* DIRECTIONS: Quote every entry word for word.

* SOURCE MATERIAL:
☆ ☆ ☆ ☆ ☆ ☆ ☆

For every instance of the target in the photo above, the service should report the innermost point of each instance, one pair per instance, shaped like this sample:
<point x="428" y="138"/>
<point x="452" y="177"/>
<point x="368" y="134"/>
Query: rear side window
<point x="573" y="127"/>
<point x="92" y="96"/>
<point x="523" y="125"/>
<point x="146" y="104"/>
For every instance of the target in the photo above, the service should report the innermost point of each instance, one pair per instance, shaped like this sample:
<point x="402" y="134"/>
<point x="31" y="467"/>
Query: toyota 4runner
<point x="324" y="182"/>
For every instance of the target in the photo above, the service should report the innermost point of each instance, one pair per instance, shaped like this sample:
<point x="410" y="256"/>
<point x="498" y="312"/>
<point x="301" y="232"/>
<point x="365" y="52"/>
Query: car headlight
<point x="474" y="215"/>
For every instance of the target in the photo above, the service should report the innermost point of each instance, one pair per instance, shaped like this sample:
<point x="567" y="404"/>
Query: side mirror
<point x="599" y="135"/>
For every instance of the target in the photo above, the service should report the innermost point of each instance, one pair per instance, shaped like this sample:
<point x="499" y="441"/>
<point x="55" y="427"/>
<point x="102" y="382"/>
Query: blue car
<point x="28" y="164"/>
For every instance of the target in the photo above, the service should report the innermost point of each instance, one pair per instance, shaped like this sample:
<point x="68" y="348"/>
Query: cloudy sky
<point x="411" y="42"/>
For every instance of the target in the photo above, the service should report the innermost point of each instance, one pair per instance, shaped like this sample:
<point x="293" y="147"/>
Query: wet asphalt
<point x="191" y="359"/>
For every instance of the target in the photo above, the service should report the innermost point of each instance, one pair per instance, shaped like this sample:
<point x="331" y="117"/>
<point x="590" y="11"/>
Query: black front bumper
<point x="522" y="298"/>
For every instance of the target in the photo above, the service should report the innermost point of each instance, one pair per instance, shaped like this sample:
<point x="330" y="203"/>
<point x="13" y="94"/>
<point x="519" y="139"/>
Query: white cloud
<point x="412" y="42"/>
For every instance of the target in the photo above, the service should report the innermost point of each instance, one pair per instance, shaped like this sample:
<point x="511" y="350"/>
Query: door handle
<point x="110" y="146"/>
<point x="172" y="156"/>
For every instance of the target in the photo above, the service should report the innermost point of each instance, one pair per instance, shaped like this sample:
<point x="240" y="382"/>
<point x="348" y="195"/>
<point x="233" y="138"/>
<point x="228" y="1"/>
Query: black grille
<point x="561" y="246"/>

☆ ☆ ☆ ☆ ☆ ☆ ☆

* OUTPUT BELOW:
For every instance of the target in the photo above, the service should report the innermost point of each instance, one pair per instance, shaped like this sample:
<point x="428" y="138"/>
<point x="452" y="177"/>
<point x="368" y="134"/>
Query: rear side window
<point x="573" y="127"/>
<point x="92" y="96"/>
<point x="523" y="125"/>
<point x="146" y="104"/>
For every instance of the target in the photo above, the service should report the innermost point of each instance, one pair per instance, shaped like this sample:
<point x="402" y="134"/>
<point x="31" y="467"/>
Query: toyota 4runner
<point x="324" y="182"/>
For every instance of the target in the photo above, the service should report the innermost point of each instance, one pair per instance, shaped like this sample:
<point x="410" y="256"/>
<point x="498" y="312"/>
<point x="301" y="232"/>
<point x="365" y="52"/>
Query: car headlight
<point x="474" y="215"/>
For every instance of the target in the photo above, the service should report the innermost point of each instance, one pair per instance, shaped like this sample:
<point x="567" y="404"/>
Query: side mirror
<point x="599" y="135"/>
For every instance of the target in the photo above, the service should report the innermost point of each instance, one pair per instance, shaped like this sample:
<point x="499" y="441"/>
<point x="55" y="427"/>
<point x="102" y="382"/>
Query: blue car
<point x="28" y="164"/>
For every instance of the target in the photo above, the service should report the innermost point of each instance, one pair per instance, shaped like this sample:
<point x="68" y="348"/>
Query: cloudy sky
<point x="411" y="42"/>
For every instance of the target in the photo above, the service should report the innermost point of each instance, one pair per instance, shaped like this sample:
<point x="293" y="147"/>
Query: wet asphalt
<point x="191" y="359"/>
For every instance of the target in the photo above, the service should report the innermost point of each instance, one pair per instance, shaped like this sample:
<point x="331" y="117"/>
<point x="590" y="11"/>
Query: black front bumper
<point x="522" y="298"/>
For every instance of the target in the photo above, the service should report the innermost point of each instance, one pair per instance, shaped like this sample:
<point x="330" y="203"/>
<point x="13" y="94"/>
<point x="519" y="139"/>
Query: white cloud
<point x="412" y="42"/>
For every instance of the target in the photo above, the service should report the innermost point of each instance, one pair per instance, shaped like this sample:
<point x="511" y="350"/>
Query: door handle
<point x="110" y="146"/>
<point x="172" y="156"/>
For every instance of the target in the photo above, the service should report the innermost point of each instance, one pair per instance, shaped like this sample:
<point x="240" y="382"/>
<point x="348" y="195"/>
<point x="233" y="138"/>
<point x="228" y="1"/>
Query: black grille
<point x="561" y="246"/>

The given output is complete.